:: EXERCISE ::
Pull out every line of the material that contains the word "mask", matching its case.

[Labeled shape records]
-----

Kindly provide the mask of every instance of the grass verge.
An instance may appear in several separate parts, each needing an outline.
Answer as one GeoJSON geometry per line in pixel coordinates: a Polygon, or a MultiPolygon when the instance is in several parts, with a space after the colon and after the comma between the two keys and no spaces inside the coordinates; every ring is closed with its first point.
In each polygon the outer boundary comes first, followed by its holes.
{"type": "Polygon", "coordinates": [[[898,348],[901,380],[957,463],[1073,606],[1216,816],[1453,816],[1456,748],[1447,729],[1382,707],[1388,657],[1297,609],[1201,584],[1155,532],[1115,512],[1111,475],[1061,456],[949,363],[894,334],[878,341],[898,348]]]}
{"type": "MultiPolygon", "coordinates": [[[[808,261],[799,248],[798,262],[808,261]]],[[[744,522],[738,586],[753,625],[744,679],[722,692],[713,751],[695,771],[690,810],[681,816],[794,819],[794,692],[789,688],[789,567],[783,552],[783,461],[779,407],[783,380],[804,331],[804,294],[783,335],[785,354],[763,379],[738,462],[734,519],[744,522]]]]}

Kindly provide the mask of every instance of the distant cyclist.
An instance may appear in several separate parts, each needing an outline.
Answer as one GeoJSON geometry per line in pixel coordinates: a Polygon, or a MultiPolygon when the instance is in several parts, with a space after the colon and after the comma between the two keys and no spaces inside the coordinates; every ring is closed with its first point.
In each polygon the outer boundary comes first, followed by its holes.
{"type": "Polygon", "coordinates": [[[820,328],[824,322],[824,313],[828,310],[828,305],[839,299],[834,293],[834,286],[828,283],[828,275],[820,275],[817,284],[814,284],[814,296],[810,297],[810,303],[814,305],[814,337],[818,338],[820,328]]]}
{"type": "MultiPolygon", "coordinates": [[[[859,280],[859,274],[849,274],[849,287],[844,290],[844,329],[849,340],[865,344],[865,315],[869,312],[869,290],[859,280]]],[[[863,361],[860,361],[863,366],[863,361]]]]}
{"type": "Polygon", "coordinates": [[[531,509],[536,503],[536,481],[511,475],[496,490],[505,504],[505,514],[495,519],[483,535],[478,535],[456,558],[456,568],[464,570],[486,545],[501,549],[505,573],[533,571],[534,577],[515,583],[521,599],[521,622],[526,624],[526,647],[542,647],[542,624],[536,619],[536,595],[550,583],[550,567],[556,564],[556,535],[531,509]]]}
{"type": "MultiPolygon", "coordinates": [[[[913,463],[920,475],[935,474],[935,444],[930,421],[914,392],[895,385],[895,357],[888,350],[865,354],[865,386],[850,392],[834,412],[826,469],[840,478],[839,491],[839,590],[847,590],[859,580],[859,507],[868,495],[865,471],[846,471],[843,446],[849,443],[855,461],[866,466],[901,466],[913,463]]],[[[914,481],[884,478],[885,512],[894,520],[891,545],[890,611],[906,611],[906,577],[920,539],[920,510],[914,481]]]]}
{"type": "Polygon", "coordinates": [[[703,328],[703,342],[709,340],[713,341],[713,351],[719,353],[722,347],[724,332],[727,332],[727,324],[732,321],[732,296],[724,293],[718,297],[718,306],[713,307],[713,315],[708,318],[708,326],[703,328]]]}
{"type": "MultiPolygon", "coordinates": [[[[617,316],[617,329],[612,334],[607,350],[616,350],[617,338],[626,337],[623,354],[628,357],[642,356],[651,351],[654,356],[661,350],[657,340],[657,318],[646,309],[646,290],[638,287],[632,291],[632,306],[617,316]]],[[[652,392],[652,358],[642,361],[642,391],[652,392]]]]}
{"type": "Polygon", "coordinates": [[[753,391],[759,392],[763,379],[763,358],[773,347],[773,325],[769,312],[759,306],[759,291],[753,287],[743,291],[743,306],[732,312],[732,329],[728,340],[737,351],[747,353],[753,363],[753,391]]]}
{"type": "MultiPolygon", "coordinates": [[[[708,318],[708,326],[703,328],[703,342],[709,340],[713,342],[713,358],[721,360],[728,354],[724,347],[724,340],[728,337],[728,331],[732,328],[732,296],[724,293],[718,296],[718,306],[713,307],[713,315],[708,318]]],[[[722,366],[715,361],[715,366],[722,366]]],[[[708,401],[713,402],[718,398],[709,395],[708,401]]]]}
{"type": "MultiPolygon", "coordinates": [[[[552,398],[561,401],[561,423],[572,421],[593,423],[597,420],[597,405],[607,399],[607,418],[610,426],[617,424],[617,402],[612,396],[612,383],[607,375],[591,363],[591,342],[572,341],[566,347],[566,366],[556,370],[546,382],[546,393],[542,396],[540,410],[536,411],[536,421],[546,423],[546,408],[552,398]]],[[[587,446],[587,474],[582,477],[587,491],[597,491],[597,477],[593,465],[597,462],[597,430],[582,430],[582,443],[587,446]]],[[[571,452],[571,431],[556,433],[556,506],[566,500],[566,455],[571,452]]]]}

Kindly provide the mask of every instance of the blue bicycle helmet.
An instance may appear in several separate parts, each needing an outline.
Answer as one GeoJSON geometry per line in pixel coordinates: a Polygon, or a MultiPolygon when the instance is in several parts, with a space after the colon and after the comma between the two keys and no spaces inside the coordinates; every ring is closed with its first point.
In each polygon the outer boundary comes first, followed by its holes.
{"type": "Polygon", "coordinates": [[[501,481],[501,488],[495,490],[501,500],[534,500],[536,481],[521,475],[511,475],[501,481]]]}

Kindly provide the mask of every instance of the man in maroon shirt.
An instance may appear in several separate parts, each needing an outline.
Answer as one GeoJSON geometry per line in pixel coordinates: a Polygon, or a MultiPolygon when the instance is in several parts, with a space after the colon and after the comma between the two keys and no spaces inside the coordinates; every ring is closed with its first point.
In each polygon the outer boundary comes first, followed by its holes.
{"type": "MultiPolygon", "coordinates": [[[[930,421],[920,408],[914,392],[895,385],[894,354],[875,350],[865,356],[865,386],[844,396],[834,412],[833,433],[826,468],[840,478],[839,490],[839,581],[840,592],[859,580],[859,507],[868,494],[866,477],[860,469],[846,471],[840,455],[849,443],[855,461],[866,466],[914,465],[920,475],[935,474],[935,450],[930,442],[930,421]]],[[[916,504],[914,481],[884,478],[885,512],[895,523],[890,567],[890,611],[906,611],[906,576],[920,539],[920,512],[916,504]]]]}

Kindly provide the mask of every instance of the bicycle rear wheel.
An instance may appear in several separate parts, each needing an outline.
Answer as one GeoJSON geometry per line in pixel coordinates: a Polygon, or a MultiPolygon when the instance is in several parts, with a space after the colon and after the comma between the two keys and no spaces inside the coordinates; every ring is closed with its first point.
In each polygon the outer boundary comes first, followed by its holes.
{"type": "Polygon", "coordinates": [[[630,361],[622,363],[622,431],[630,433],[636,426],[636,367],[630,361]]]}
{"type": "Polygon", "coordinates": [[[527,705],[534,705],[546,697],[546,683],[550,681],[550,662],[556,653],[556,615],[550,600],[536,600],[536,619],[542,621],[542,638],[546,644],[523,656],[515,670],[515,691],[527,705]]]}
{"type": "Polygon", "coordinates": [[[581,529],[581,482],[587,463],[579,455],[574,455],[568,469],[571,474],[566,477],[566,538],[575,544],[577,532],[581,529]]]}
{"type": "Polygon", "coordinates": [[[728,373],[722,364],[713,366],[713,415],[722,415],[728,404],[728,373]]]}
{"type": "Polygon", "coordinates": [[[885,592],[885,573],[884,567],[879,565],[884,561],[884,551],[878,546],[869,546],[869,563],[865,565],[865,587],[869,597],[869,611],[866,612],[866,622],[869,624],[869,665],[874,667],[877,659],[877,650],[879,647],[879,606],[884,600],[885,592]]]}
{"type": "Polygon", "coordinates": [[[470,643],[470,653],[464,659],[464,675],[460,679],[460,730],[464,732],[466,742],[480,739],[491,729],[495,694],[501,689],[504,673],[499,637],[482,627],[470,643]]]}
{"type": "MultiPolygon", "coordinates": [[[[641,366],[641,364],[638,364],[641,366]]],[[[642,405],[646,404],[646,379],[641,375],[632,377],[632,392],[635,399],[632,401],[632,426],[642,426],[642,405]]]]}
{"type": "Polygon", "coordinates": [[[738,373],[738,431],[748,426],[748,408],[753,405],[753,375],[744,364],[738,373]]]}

-----

:: WRITTEN SOLUTION ::
Kindly provide the mask of every instance of the grass verge.
Kindly provide the mask of every instance of the distant cyclist.
Kindly provide the mask of every instance of the blue bicycle helmet.
Kindly provide the mask of every instance of the man in maroon shirt.
Kindly provide the mask of every instance of the bicycle rear wheel.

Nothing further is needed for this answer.